[Position annotation records]:
──────────
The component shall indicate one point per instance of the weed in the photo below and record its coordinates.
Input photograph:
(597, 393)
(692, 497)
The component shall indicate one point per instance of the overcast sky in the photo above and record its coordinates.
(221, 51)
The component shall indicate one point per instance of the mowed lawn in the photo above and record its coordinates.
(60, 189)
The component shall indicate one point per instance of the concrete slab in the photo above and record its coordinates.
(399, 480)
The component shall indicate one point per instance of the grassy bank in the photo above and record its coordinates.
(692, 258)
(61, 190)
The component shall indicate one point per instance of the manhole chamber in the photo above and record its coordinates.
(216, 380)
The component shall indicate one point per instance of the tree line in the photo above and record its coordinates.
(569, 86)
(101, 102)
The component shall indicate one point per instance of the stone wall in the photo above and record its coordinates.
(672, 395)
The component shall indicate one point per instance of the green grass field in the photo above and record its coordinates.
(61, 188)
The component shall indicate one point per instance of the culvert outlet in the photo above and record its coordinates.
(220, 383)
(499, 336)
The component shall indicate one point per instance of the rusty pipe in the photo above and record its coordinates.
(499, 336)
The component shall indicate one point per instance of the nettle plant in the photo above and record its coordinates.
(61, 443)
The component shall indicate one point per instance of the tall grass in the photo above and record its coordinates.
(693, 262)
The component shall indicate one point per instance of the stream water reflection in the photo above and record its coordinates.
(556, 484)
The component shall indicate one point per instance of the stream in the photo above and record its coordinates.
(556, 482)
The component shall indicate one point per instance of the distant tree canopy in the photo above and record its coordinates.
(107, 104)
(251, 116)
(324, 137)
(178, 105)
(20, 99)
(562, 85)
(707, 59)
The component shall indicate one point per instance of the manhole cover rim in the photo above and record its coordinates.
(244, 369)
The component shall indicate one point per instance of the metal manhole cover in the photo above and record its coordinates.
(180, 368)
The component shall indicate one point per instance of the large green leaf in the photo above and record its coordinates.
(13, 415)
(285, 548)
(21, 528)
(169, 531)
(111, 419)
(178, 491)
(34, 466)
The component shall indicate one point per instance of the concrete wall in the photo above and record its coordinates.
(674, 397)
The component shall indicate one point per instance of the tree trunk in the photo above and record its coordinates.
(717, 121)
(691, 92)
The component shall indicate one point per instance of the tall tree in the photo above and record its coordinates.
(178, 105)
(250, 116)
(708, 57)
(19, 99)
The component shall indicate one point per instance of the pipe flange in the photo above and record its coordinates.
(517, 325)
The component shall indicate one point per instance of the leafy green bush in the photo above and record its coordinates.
──────────
[TO BE DONE]:
Please set down each line of the records exactly as given.

[WRITTEN SOLUTION]:
The component shall indicate one point per instance of the weed in the photo below and record its coordinates.
Input photograph:
(597, 393)
(692, 497)
The component shall indicate one point per instance of the overcast sky in the photo above and record its coordinates.
(221, 51)
The component shall indicate one point per instance of the mowed lawn in the photo above and record its coordinates.
(60, 189)
The component shall indicate one point per instance of the concrete slab in the photo above and record its coordinates.
(399, 480)
The component shall indicate one point per instance of the grassy bank in the photo above and record its coordinates.
(692, 258)
(61, 190)
The component shall indicate one point per instance of the manhole chamber in the photo above and record its coordinates.
(216, 380)
The component shall indicate one point per instance of the tree line in the photo above and record its coordinates.
(569, 86)
(101, 102)
The component shall indicate one point per instance of the stone wall in the photo above and record its coordinates.
(672, 395)
The component shall indicate one point per instance of the green grass field in the photo above and record its coordinates.
(61, 188)
The component shall indicate one point per instance of the culvert outlet in the photo above and record its coordinates.
(220, 383)
(499, 336)
The component shall indicate one point per instance of the rusty pipe in the photo above and record its coordinates.
(499, 336)
The component shall indicate one point per instance of the nettle plant in the photo above and record its coordinates.
(61, 443)
The component shall indicate one point per instance of the tall grass in the photo above and record its coordinates.
(693, 262)
The component shall indicate one point per instance of the stream water reflection in the photo above and record its coordinates.
(556, 484)
The component shall indicate one point per instance of the stream in the photo above and record its coordinates.
(556, 482)
The component shall indicate one point per instance of the distant tree canopy in the photo above and record its coordinates.
(107, 104)
(251, 116)
(324, 137)
(178, 105)
(20, 99)
(562, 85)
(707, 59)
The component shall indicate one point per instance of the manhole cover rim in the photo above and record its coordinates.
(244, 369)
The component shall indicate one point per instance of the metal manhole cover in the photo above and record its coordinates.
(180, 368)
The component shall indicate one point per instance of the large green leaf in the photo above and record its coordinates.
(13, 415)
(285, 548)
(21, 528)
(169, 531)
(111, 419)
(178, 491)
(34, 466)
The component shall indicate one point per instance of the concrete wall in the photo above and record its coordinates.
(674, 397)
The component shall indicate one point per instance of the tree trunk in the photo above and record its coordinates.
(717, 121)
(691, 92)
The component shall indicate one point per instance of the tall tree in the photo above and record its coordinates.
(178, 105)
(250, 116)
(708, 57)
(19, 99)
The component shall indicate one point per instance of the pipe flange in the photo above and record its coordinates.
(517, 325)
The component shall indicate one point per instance of the leafy green bush in the photo above and record its coordinates.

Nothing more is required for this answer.